- What you are asked to do -
Put each line of the items below into a JSON list of strings, one string per line, leaving out blank lines and the pictures.

· · · · · · ·

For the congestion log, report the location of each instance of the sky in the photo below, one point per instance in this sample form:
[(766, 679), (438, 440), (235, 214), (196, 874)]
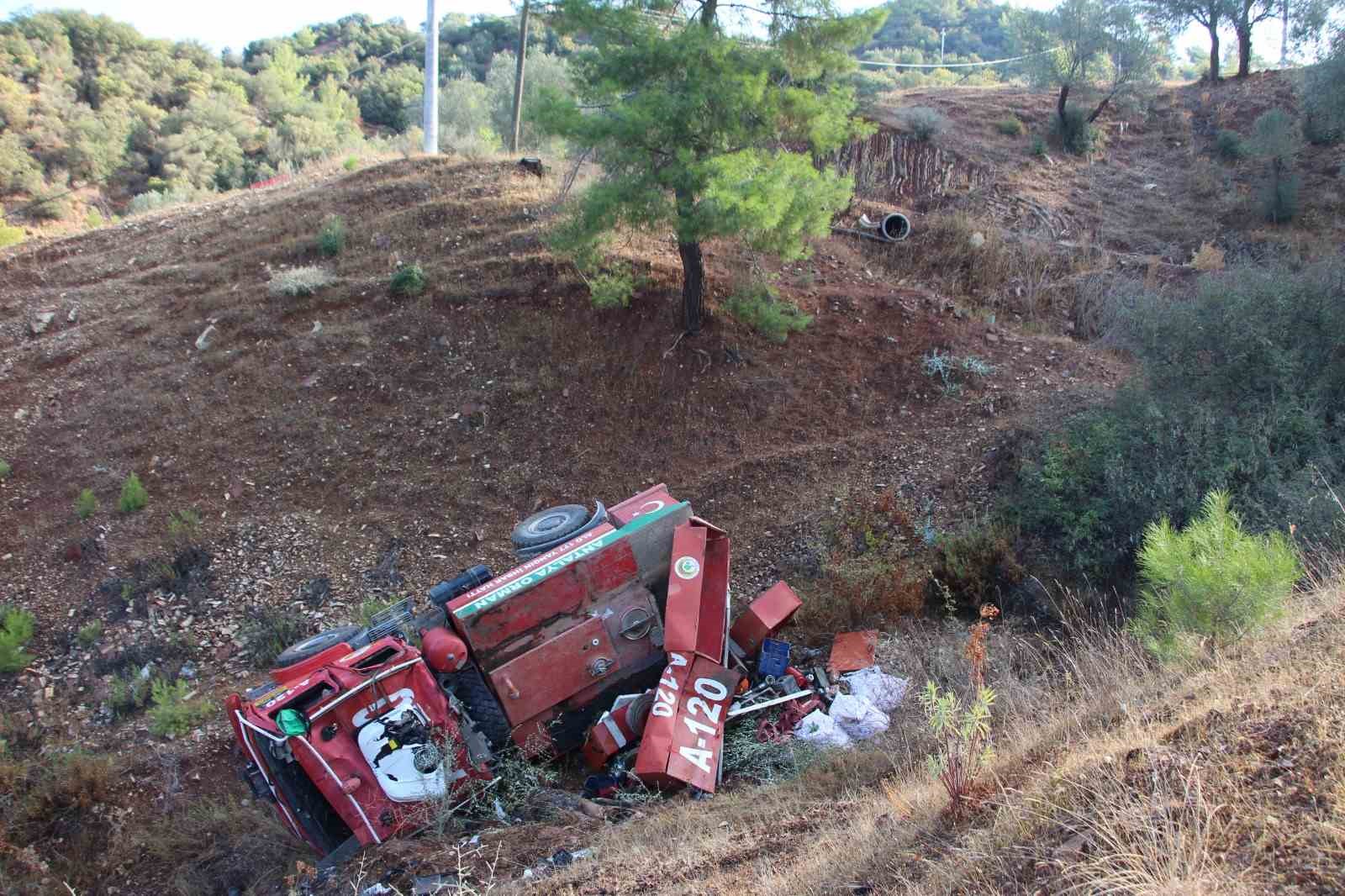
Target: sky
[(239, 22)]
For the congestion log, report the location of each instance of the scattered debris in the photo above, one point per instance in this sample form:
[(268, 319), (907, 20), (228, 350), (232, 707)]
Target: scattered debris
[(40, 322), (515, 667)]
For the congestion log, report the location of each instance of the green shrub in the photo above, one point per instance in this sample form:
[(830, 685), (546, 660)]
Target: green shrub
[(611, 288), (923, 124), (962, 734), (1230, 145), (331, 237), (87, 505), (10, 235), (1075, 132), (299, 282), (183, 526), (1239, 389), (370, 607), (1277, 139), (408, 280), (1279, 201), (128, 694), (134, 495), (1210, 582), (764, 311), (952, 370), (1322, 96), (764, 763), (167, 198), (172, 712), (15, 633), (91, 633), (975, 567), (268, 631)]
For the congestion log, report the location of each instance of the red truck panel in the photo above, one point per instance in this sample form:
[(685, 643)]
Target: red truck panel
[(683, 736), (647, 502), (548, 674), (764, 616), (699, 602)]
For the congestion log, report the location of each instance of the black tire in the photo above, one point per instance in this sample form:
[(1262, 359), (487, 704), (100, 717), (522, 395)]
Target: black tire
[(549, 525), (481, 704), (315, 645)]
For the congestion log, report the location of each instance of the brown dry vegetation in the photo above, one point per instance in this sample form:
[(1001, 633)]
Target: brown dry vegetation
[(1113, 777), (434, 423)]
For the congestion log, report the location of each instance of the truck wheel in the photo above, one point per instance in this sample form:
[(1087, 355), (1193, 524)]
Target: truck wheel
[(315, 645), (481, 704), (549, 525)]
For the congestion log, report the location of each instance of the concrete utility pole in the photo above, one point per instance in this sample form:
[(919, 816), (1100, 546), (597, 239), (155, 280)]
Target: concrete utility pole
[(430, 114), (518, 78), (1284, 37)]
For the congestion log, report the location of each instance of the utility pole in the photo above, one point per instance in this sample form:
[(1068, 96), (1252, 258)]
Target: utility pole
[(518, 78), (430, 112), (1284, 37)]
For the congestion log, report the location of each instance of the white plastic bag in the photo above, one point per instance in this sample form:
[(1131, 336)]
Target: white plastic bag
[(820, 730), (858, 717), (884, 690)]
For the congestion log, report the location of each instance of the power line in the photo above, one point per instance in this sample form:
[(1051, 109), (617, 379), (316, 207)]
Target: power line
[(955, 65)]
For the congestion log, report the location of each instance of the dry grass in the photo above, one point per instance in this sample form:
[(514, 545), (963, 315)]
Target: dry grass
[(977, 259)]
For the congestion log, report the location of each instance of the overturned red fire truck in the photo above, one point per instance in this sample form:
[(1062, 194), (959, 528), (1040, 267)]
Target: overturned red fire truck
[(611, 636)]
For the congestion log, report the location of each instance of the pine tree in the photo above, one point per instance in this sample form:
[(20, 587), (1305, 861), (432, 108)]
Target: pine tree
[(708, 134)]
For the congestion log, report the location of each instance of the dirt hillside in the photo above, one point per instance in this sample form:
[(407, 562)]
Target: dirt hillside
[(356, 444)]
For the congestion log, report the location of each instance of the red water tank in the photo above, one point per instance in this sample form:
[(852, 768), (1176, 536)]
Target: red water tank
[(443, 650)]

· · · · · · ·

- Answer for this exercise -
[
  "For the congestion log, report the location of each instance of the sky in the photo below, one point per instance in this sample form:",
  "[(766, 679), (438, 440), (235, 214), (196, 874)]",
  "Target: sky",
  "[(239, 22)]",
  "For the congestion log, report the location of each instance of the scattered debris in the photo above, one point per instance in this sample form:",
  "[(268, 319), (907, 20), (228, 350), (232, 707)]",
  "Target: scattered debris",
  "[(40, 322), (515, 667)]",
  "For the congestion log, report the location of each instance of the green shrub in the photo above, one point per instance in this sample form:",
  "[(830, 685), (546, 660)]",
  "Target: green shrub",
  "[(611, 288), (923, 124), (962, 734), (1230, 145), (331, 237), (87, 505), (10, 235), (1075, 132), (299, 282), (183, 526), (1239, 389), (370, 607), (1277, 139), (408, 280), (1279, 201), (128, 694), (134, 495), (1210, 582), (764, 311), (952, 370), (1322, 96), (764, 763), (167, 198), (172, 712), (15, 633), (91, 633), (975, 567), (268, 631)]",
  "For the congestion log, report the location of each instance of the red truck panel in the photo above, one point per instance in this sample form:",
  "[(685, 643)]",
  "Target: red truck panel",
  "[(683, 736), (647, 502), (548, 674), (764, 616), (699, 602)]",
  "For the congestion log, report the location of each instance of the black tire in the photo above, one point per instance in this sample form:",
  "[(1262, 359), (487, 704), (100, 717), (522, 395)]",
  "Target: black tire",
  "[(549, 525), (481, 704), (315, 645)]",
  "For the congestion log, report the location of each instance of the brown dry vegetation in the photo above, one point per instance in this sample form:",
  "[(1001, 633)]",
  "Target: brown dry vegetation",
  "[(1113, 777), (434, 423)]",
  "For the congestion log, report the location of each instance of the truck wheel in the photo above, one point per instance in this sample form:",
  "[(1087, 355), (1193, 524)]",
  "Target: truck wheel",
  "[(315, 645), (481, 704), (549, 525)]",
  "For the congestion log, report the location of each instance of the concrete utility pole in the photo above, one point per instance in this sample form:",
  "[(919, 816), (1100, 546), (597, 239), (155, 280)]",
  "Target: concrete utility pole",
  "[(430, 114), (518, 78), (1284, 37)]",
  "For the congestion log, report the location of each instance of the utility pole in the photo above, one point per instance in this sample form:",
  "[(1068, 96), (1252, 258)]",
  "Target: utility pole",
  "[(518, 78), (430, 112), (1284, 37)]",
  "For the congestion log, report the location of each instance of the white plastic bag in the photo above, one point per instance in this sample form:",
  "[(1131, 336)]",
  "Target: white plastic bag",
  "[(820, 730), (858, 717), (884, 690)]",
  "For the congestion log, report the location of each instance of the power line in the photo above, one point per instance in this sample form:",
  "[(1051, 109), (617, 379), (316, 207)]",
  "Target: power line",
  "[(955, 65)]",
  "For the congestion log, report the location of each instance of the dry grass in the photo above, one point per instance in this sample form:",
  "[(514, 545), (963, 315)]",
  "Target: dry grass",
  "[(977, 259)]",
  "For the congestion log, report the location of each instance of the overturned red fire truck in the photo above, one point per instance in this sample form:",
  "[(1062, 194), (959, 528), (1040, 267)]",
  "Target: overturned red fire truck",
  "[(611, 636)]",
  "For the congestion log, report the location of each instance of the pine tree in the photo above, one point per instance in this sample form:",
  "[(20, 587), (1305, 861), (432, 108)]",
  "Target: pine tree",
  "[(708, 134)]",
  "For the congestion log, report the location of each instance of the dirt hillside in the photo above, one point per instance in this sample form:",
  "[(407, 562)]",
  "Target: dirt hillside",
  "[(356, 444)]",
  "For the congestion log, report the location of each instance of the red water tank in the photo above, one point per instance in this sample form:",
  "[(852, 768), (1176, 536)]",
  "Target: red water tank",
  "[(443, 650)]"
]